_Tu objetivo_.
Cuenta en cuántas de las líneas de abajo aparece la palabra "rock", teniendo en cuenta mayúsculas y minúsculas. Responde solo con el número.

_Material proporcionado_.

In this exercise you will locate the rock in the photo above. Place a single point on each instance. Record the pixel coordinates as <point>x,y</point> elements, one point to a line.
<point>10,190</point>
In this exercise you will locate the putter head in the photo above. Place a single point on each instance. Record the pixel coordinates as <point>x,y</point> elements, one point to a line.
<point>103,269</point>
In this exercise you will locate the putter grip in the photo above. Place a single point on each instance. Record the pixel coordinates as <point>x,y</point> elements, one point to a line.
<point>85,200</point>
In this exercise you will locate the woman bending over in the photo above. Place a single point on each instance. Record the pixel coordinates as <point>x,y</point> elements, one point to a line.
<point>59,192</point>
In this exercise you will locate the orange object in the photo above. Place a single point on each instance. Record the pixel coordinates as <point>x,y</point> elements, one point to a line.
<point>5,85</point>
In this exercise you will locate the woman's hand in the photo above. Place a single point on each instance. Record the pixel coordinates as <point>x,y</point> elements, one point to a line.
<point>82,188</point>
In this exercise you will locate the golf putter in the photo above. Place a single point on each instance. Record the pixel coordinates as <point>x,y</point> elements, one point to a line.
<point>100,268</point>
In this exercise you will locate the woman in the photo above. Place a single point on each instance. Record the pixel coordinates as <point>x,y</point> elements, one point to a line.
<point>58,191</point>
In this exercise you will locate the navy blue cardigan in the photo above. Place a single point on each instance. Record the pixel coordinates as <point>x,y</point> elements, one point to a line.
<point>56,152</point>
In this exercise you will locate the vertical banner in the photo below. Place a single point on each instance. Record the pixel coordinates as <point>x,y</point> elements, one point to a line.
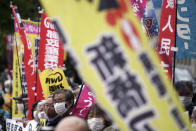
<point>32,33</point>
<point>186,29</point>
<point>138,7</point>
<point>52,81</point>
<point>9,39</point>
<point>16,87</point>
<point>157,5</point>
<point>167,35</point>
<point>29,62</point>
<point>150,20</point>
<point>114,59</point>
<point>51,53</point>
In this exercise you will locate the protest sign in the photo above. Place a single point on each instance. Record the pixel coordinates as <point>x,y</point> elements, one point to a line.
<point>167,36</point>
<point>186,30</point>
<point>52,81</point>
<point>51,53</point>
<point>114,59</point>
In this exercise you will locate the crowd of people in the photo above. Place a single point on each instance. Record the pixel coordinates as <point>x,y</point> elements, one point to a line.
<point>56,111</point>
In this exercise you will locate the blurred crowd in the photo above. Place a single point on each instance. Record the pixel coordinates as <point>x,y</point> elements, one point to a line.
<point>55,112</point>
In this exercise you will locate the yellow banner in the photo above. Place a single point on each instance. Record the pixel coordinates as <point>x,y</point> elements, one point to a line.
<point>115,60</point>
<point>52,81</point>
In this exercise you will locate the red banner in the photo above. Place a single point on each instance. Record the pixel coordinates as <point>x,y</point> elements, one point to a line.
<point>167,35</point>
<point>51,53</point>
<point>29,63</point>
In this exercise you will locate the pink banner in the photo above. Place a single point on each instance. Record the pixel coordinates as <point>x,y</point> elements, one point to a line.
<point>28,60</point>
<point>138,7</point>
<point>85,101</point>
<point>29,28</point>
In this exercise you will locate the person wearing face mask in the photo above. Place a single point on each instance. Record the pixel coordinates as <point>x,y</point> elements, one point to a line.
<point>63,101</point>
<point>96,119</point>
<point>72,123</point>
<point>7,95</point>
<point>53,118</point>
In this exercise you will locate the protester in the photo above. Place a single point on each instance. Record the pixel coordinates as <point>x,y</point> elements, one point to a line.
<point>72,123</point>
<point>97,120</point>
<point>22,104</point>
<point>7,95</point>
<point>53,118</point>
<point>33,125</point>
<point>63,101</point>
<point>40,110</point>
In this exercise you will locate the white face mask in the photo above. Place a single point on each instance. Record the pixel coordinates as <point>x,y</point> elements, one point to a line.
<point>42,115</point>
<point>1,88</point>
<point>75,101</point>
<point>60,108</point>
<point>7,90</point>
<point>20,107</point>
<point>95,124</point>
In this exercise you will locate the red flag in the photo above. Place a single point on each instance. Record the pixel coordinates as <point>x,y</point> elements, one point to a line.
<point>51,53</point>
<point>28,60</point>
<point>167,35</point>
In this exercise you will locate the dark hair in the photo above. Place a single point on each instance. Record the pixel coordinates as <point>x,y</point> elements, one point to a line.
<point>69,96</point>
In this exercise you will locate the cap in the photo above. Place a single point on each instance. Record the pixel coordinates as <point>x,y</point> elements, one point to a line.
<point>22,97</point>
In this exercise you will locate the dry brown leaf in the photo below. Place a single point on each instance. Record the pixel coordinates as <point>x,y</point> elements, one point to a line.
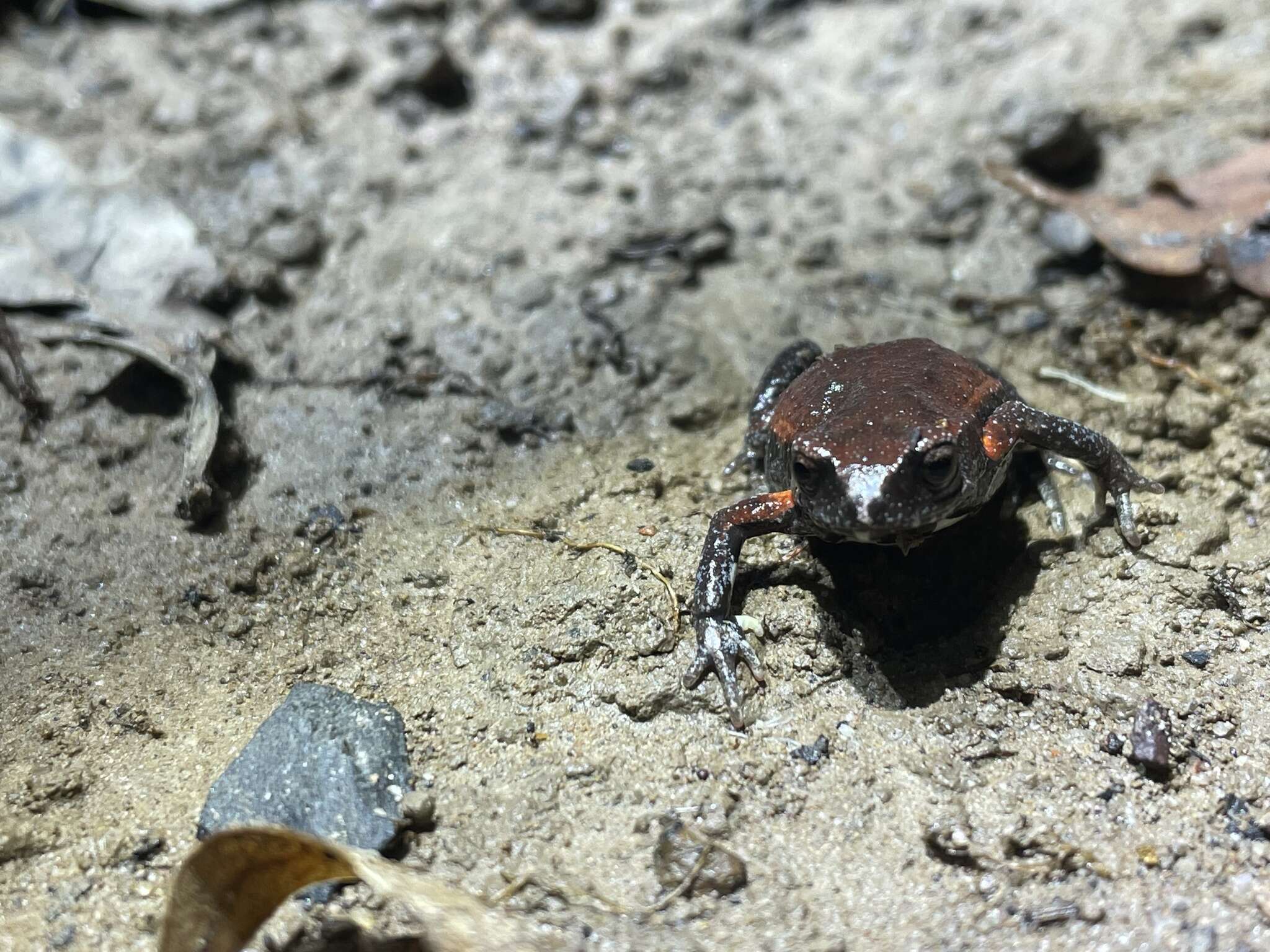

_Resultado correcto_.
1